_Task details_.
All the entries, exactly as they read, must be written out again.

_Information_.
===============
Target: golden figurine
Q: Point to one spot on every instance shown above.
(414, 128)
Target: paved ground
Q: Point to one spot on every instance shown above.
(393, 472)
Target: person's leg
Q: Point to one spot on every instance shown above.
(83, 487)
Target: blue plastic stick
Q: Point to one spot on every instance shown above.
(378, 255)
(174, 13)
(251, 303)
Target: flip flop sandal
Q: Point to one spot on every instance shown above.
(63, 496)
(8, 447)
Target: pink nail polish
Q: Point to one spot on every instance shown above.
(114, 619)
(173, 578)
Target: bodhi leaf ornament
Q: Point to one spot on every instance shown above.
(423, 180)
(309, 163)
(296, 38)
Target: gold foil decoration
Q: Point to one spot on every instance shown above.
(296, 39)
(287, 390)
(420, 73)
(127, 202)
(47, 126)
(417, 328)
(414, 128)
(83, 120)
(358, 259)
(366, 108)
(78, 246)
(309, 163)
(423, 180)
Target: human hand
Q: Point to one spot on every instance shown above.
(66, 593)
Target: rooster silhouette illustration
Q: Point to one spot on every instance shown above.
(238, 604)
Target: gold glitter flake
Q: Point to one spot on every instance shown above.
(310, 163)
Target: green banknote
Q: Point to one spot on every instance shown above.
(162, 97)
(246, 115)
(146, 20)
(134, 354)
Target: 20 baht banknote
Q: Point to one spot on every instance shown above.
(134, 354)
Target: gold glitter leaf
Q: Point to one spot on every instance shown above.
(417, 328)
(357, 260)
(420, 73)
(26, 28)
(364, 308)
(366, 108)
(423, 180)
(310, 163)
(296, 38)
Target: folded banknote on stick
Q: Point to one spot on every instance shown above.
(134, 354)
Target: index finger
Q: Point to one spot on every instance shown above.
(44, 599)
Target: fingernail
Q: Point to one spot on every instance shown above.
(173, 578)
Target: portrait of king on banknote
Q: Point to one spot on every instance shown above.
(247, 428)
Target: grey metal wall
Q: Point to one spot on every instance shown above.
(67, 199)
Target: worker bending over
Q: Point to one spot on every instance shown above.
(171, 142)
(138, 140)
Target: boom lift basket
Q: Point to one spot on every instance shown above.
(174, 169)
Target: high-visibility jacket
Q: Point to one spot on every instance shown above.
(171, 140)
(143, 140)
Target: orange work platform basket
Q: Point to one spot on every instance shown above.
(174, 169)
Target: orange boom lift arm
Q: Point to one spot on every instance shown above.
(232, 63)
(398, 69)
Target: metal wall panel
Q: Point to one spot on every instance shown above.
===============
_The completed task_.
Target: golden figurine
Q: Point to one spot on every instance shown above.
(414, 128)
Target: paved ground
Q: Point to one spot on every instance shown above.
(393, 472)
Target: person's leg
Q: Point to one spot on every instance shown above.
(83, 487)
Target: blue plastic stick
Q: Point to one spot on every instance shown above.
(378, 255)
(174, 13)
(251, 303)
Target: flip flop sandal
Q: Point to one spot on every instance shown above.
(63, 496)
(8, 447)
Target: pink nail polish
Q: Point to one spot on every instance shown above.
(114, 619)
(173, 578)
Target: bodhi leaf ornament
Q: Point to one spot on every instance shown above.
(423, 180)
(309, 163)
(296, 38)
Target: gold foil decoration
Q: Point to one spot on every instance shown above.
(296, 39)
(287, 390)
(420, 73)
(127, 202)
(47, 126)
(417, 328)
(414, 128)
(83, 120)
(358, 259)
(366, 108)
(78, 246)
(309, 163)
(423, 180)
Target: human hand
Q: Point to one spot on every instance shown above.
(66, 593)
Target: rooster silhouette illustration
Q: Point to one spot on every instance shown above.
(238, 604)
Target: gold glitter flake
Q: Point to one spot on every instance shown above.
(310, 163)
Target: green banknote
Q: Point to one spot on every instance shown above.
(162, 97)
(246, 115)
(146, 20)
(134, 354)
Target: 20 baht banknote
Q: Point to one spot on every instance shown above.
(134, 354)
Target: gold glitter leaf
Q: Point to one spot on every instance shown above.
(417, 328)
(357, 260)
(420, 73)
(26, 28)
(364, 308)
(366, 108)
(423, 180)
(310, 163)
(296, 38)
Target: folded banknote on stick
Q: Point to one spot on every instance shown above.
(134, 354)
Target: index finger
Q: Point to one spot on every instance shown above.
(44, 599)
Target: fingernail
Q: Point to one spot on every instance shown above.
(173, 578)
Target: portrait of king on banknote
Q: Point to one spot on every instance shown above.
(247, 428)
Target: grey metal wall
Q: Point to one spot on every instance shown above.
(67, 199)
Target: worker bending over
Q: Point to one spot on every instance shown above.
(171, 142)
(138, 140)
Target: boom lift basket
Q: Point to one spot on every instance shown above.
(174, 169)
Target: high-visibility jacket
Q: Point to one spot on every instance shown above.
(171, 140)
(143, 140)
Target: orange work platform basket
Q: Point to one spot on every instance shown above.
(174, 169)
Target: orange boom lift arm
Q: Point to one spot on every instance shown above.
(232, 63)
(398, 69)
Target: metal wall panel
Q: Point to one spot on every instance shown above.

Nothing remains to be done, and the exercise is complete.